## Source excerpt
▶
1

The problem

How do I efficiently and idiomatically compare the content of two tables, each in a different DB?

I have 3 DBs (the classic dev, stg and prod). Each DB has a few tables which should be exactly the same regardless of environment, like countries.

I would like to write a script that would compare these tables and alert me when there's a mismatch.

Characteristics

  • There are less than 10 tables to compare
  • The tables are not very large - at most ~100K of data
  • The script is executed from a Jenkins CI machine

Current solution

Currently, I am using pg_dump and comparing the files. I wonder if there is a more idiomatic approach.

Adam Matan
  • 12,079
  • 30
  • 82
  • 96

1 Answers1

2

For such a small amount of data getting the whole lot and performing a text comparison as you are is probably the way I would go too.

For larger data and/or data on remote sites that could be far too cumbersome so you might instead want to compare a checksum of the data in each table with something like:

SELECT ENCODE(
              DIGEST(
                     STRING_AGG(
                                COALESCE(<col1>,'NULL')
                               || COALESCE(<col2>,'NULL')
                               || COALESCE(<col3>,'NULL')
                               ,','
                     ),'sha512'
              ),'base64'
       ) AS table_checksum
FROM <table> ORDER BY <pk>

That way you are reading all the data but only transmitting the resulting checksum.

Also if your databases are on the same machine (unlikely in the case of dev/stg/prod, but...) you could use a cross-database query (see this question) to scan for differences.

In all the above cases you are going to be scanning the whole table(s) in both places.

CAVEAT: I'm a SQL Server person generally and I've translated something I've done there to postgres, the above syntax may need a little work!

David Spillett
  • 32,593
  • 3
  • 50
  • 92
◀
## Job
Please shorten the paragraph in the forum thread above that begins "I have 3 DBs" into one sentence that keeps its main facts.

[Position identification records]
▶
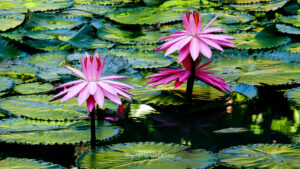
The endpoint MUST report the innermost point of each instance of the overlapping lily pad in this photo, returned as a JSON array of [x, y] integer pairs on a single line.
[[37, 5], [146, 155], [261, 156], [34, 132], [144, 16], [294, 95], [261, 7], [27, 164], [259, 40], [256, 69], [32, 88]]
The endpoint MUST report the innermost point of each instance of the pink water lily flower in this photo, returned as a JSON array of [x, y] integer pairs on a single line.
[[194, 39], [93, 88], [182, 75]]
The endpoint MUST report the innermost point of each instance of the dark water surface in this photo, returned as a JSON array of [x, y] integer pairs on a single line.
[[271, 119]]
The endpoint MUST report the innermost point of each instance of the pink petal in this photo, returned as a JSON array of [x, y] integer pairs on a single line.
[[184, 52], [212, 44], [113, 77], [90, 103], [107, 87], [77, 72], [99, 97], [83, 95], [69, 84], [73, 91], [195, 47], [204, 49], [211, 30], [210, 23]]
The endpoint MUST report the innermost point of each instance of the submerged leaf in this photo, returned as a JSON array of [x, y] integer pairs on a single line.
[[147, 156], [261, 156], [27, 164]]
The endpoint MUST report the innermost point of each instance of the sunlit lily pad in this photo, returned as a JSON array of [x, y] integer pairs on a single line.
[[142, 60], [261, 7], [5, 83], [294, 95], [261, 156], [294, 48], [114, 34], [288, 29], [291, 20], [144, 16], [256, 69], [27, 164], [146, 155], [10, 20], [35, 5], [258, 40], [31, 88], [34, 132]]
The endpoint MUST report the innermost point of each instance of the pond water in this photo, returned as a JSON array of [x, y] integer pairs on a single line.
[[38, 37]]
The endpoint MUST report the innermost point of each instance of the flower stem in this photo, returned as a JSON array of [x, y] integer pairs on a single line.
[[93, 129], [190, 85]]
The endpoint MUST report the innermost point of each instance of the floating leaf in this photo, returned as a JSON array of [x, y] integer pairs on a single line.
[[294, 95], [5, 84], [146, 155], [291, 20], [31, 88], [261, 156], [296, 139], [294, 48], [27, 164], [256, 69], [231, 130], [38, 5], [288, 29], [35, 132], [9, 20], [259, 40], [144, 16], [142, 60], [261, 7]]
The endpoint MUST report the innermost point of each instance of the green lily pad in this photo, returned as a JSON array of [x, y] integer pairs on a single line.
[[5, 84], [114, 34], [39, 107], [294, 48], [261, 156], [256, 69], [288, 29], [26, 131], [142, 60], [146, 155], [27, 164], [167, 95], [259, 40], [294, 95], [34, 5], [296, 139], [144, 16], [261, 7], [291, 20], [242, 1], [31, 88], [10, 20]]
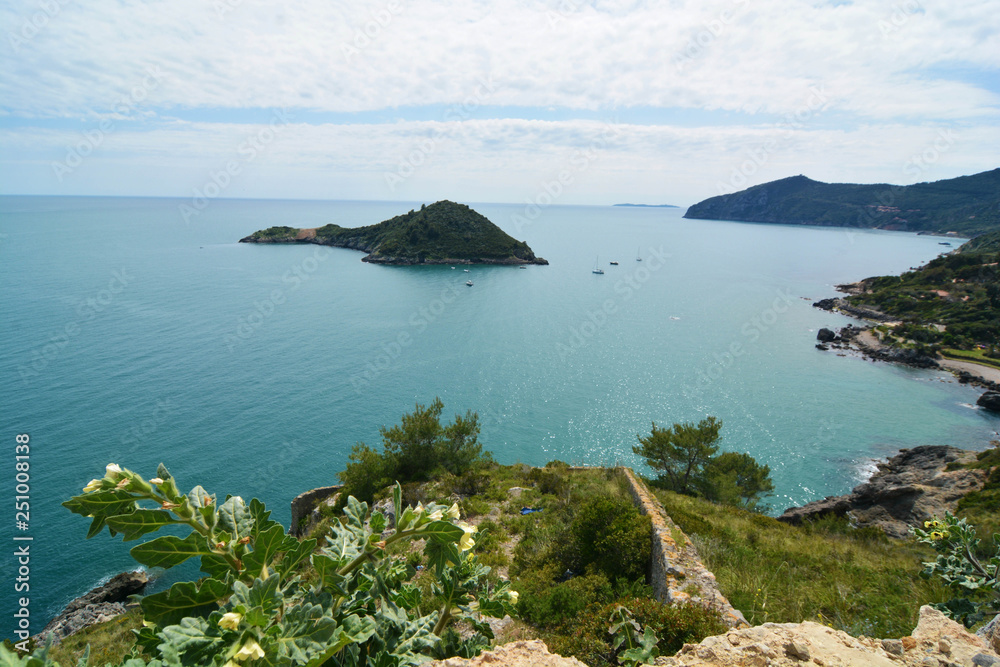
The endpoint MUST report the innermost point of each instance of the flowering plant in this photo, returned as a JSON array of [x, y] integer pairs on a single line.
[[957, 564], [261, 603]]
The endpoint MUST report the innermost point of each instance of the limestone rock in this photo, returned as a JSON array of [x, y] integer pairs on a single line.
[[990, 400], [910, 488], [936, 637], [826, 336], [532, 653], [991, 633]]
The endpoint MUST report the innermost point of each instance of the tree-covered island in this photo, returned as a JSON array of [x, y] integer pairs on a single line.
[[441, 233]]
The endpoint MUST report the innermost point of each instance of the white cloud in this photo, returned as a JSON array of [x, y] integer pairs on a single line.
[[486, 160], [888, 75]]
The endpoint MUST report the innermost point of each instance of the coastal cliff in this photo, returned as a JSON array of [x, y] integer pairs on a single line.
[[966, 205], [914, 486], [442, 233]]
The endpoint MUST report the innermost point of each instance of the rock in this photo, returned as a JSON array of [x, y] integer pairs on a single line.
[[827, 304], [532, 653], [826, 336], [97, 606], [990, 400], [912, 487], [991, 633], [893, 646], [791, 644], [797, 650], [304, 506]]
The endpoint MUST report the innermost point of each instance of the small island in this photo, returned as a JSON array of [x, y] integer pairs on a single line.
[[441, 233]]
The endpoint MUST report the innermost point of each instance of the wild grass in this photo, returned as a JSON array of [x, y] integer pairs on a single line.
[[859, 581]]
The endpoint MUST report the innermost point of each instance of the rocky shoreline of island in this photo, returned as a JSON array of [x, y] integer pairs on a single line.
[[915, 485], [443, 233], [865, 341]]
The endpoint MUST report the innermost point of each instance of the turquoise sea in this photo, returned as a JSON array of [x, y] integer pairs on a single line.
[[130, 335]]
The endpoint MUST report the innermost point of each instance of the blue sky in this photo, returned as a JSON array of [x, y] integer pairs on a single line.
[[491, 100]]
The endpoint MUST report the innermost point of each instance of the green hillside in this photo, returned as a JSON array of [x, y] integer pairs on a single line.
[[444, 232], [968, 205], [952, 301]]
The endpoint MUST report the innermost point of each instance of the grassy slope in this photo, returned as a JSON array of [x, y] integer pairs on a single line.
[[980, 508], [967, 205], [857, 581]]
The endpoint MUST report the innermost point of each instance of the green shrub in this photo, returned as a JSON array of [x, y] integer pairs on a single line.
[[415, 450], [611, 535], [586, 635]]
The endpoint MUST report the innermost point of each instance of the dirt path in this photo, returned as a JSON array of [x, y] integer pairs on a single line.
[[866, 339]]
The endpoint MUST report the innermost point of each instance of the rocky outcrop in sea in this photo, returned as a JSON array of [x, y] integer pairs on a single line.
[[99, 605], [910, 488]]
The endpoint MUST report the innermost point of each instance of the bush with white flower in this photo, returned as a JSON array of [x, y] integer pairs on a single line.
[[260, 602]]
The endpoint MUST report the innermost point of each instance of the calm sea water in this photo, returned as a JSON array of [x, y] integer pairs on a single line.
[[129, 335]]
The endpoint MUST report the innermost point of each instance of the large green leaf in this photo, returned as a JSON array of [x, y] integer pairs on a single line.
[[136, 524], [101, 503], [326, 568], [234, 518], [299, 553], [305, 634], [260, 516], [265, 547], [215, 566], [169, 550], [442, 531], [440, 553], [199, 497], [194, 639], [185, 598], [263, 594]]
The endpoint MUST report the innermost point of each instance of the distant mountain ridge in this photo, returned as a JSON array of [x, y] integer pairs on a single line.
[[967, 205], [442, 233], [648, 205]]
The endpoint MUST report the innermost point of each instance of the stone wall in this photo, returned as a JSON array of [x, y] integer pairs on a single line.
[[677, 574]]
◀
## Result of this exercise
Each of the three databases (dev, stg and prod) holds a few tables, such as countries, that should be identical across all environments.